Studies reported here show that nearly 80% of the total CA IV expressed in oocytes is on intracellular membranes. If this CA IV faces the interior of the secretory vesicles and its activity modulates the H⁺ of the cytosol, as the current studies suggest, it is likely that ion transporters and/or ion channels that allow access of the CA to its substrates, CO₂ and H₂O, and its products, H⁺ and HCO₃⁻, to the cytosol are present in many of the same vesicles. The concept that membrane CAs and other transport proteins operate in enclosed secretory vesicles to modulate cytosolic pH is a unique one that could be tested experimentally. For example, if all intracellular CA IV faces the lumen of such vesicles, it should be inaccessible to fully membrane-impermeant CA inhibitors (27) and to inhibitory antibodies that are injected into CA IV–expressing oocytes.

Granule cells of acute mouse cerebellar cortex slices showed typical, fast intracellular H⁺ shifts upon the removal and addition of CO₂/HCO₃⁻ at the same extracellular solution pH (7.4). These H⁺ shifts are due to the diffusion of CO₂ out and into the cells, resulting in a decrease and increase in the cytosolic H⁺ concentration. The rates of these H⁺ shifts are enhanced by CA activity. In neurons and many other cell types in the brain and other tissues, CA II is the major cytosolic CA isoform (37, 38). Blocking cytosolic CA activity results in a reduction of the rate of H⁺ change during removal and addition of CO₂/HCO₃⁻ (Fig. 4) (39).

Functional extracellular CA activity was found in hippocampal slices, where the enzyme was implicated in the regulation of excitatory transmission (40), and again in hippocampal neurons, where the anion exchanger AE3 activity was enhanced by enzymatic activity (29), and for H⁺ buffering (41). None of these studies addressed the intracellular activity of CA IV. In mice deficient for extracellular CA IV, the reduction in the rate of the cytosolic H⁺ shifts, as recorded here in cerebellar neurons, was not expected. The robust decreases of 30% and 40% upon removal and addition of CO₂/HCO₃⁻ observed in granule cells of CA IV^−/− mice suggest that CA IV contributes substantially to the total intracellular CA activity in cerebellar neurons. We could exclude a decrease in the expression of CA II in CA IV^−/− mice. Thus, the observations in oocytes that CA IV has both intracellular as well as extracellular activity are not unique to that system, but have more general relevance.
- - - -
- [REQUIRED WORK]:
1. In the passage on carbonic anhydrase IV, list every numbered reference cited in parentheses, in order of first appearance.
2. Write the next part of the passage on carbonic anhydrase IV, picking up after its final sentence.
The records have nothing to do with the tasks on the carbonic anhydrase passage.
- - - -
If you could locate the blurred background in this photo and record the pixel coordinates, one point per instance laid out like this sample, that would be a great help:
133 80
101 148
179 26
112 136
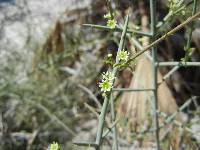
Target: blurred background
50 67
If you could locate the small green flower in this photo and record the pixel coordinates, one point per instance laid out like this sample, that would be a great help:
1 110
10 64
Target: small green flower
105 86
123 55
107 76
111 23
54 146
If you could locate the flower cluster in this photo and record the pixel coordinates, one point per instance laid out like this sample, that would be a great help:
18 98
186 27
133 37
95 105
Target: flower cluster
110 22
54 146
123 56
174 5
107 81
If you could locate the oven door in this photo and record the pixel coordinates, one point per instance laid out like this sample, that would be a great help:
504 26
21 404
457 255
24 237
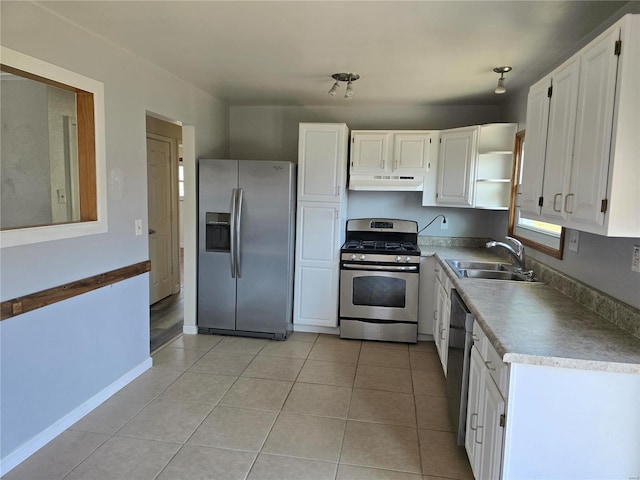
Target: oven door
379 293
- - - -
- [ANSWERS BY ITEM]:
1. 27, 37, 38, 39, 40, 29, 41

2.
Our studies clearly suggest that CA IV, although expressed on the cell surface (extracellular) as a GPI-anchored mature enzyme, can also display catalytic activity in intracellular vesicles. It will be interesting to study whether the other extracellular CA isoforms (CA IX, CA XII, CA XIV, CA XV), which are anchored by membrane spanning domains and have variable-length cytosolic tails, but also likely have CA domains facing the interior of secretory vesicles, also display intracellular activity. Another question is whether this intracellular activity can be observed in other cell types in addition to neurons. Expression of these catalytic activities intracellularly in transport vesicles may vary, not only among the particular isozymes but also with cell type, depending on whether relevant accessory proteins, such as proton, HCO₃⁻, and possibility other transporters, are also present in the same transport vesicles in a given cell type. This possibility is especially interesting for those members of the CA gene family, whose products and their interacting proteins are thought to form a functional complex (“metabolon”). The oocyte system seems ideal to help identify and dissect such functional interactions and also determine whether metabolons have an intracellular function similar to or distinct from their putative roles at the cell surface.

Materials and Methods

Constructs, Oocytes, and Injection of cRNA.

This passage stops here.